→ **Supplied material**:
########
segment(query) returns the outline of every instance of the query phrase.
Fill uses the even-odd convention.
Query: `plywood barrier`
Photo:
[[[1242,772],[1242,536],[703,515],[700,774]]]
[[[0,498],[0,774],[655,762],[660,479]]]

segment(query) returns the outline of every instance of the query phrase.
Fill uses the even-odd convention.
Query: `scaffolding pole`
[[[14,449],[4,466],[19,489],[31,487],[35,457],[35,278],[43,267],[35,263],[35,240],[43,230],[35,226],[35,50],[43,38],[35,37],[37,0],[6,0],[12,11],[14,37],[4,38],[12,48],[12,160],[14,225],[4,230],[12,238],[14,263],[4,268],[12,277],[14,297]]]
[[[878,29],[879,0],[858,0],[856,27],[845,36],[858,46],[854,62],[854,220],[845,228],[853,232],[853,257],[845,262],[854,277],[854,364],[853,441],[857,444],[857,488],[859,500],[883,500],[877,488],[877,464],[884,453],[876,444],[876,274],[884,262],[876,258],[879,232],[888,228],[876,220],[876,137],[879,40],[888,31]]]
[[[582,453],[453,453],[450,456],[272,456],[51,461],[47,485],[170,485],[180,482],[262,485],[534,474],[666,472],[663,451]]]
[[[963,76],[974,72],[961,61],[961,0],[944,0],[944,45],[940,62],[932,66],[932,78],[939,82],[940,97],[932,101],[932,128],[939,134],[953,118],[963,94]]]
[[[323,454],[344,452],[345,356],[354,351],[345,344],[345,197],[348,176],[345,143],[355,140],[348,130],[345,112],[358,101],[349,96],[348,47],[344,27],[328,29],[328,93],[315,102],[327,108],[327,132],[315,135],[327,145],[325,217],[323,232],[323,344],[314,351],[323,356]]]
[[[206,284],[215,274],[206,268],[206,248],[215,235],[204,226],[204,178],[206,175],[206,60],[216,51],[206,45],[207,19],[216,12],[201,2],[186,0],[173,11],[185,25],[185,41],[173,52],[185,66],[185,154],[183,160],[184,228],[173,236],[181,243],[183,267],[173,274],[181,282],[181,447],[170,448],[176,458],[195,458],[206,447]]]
########
→ **Your goal**: Retype, character for character, every line of the rows from the very first one through the line holding "[[[0,498],[0,774],[655,762],[660,479]]]", with that line included.

→ **Answer for the task**:
segment(query) returns the outline of every instance of the query phrase.
Fill uses the even-odd convention.
Query: `plywood barrier`
Photo:
[[[1242,772],[1242,536],[703,515],[700,774]]]
[[[0,498],[0,774],[655,762],[660,479]]]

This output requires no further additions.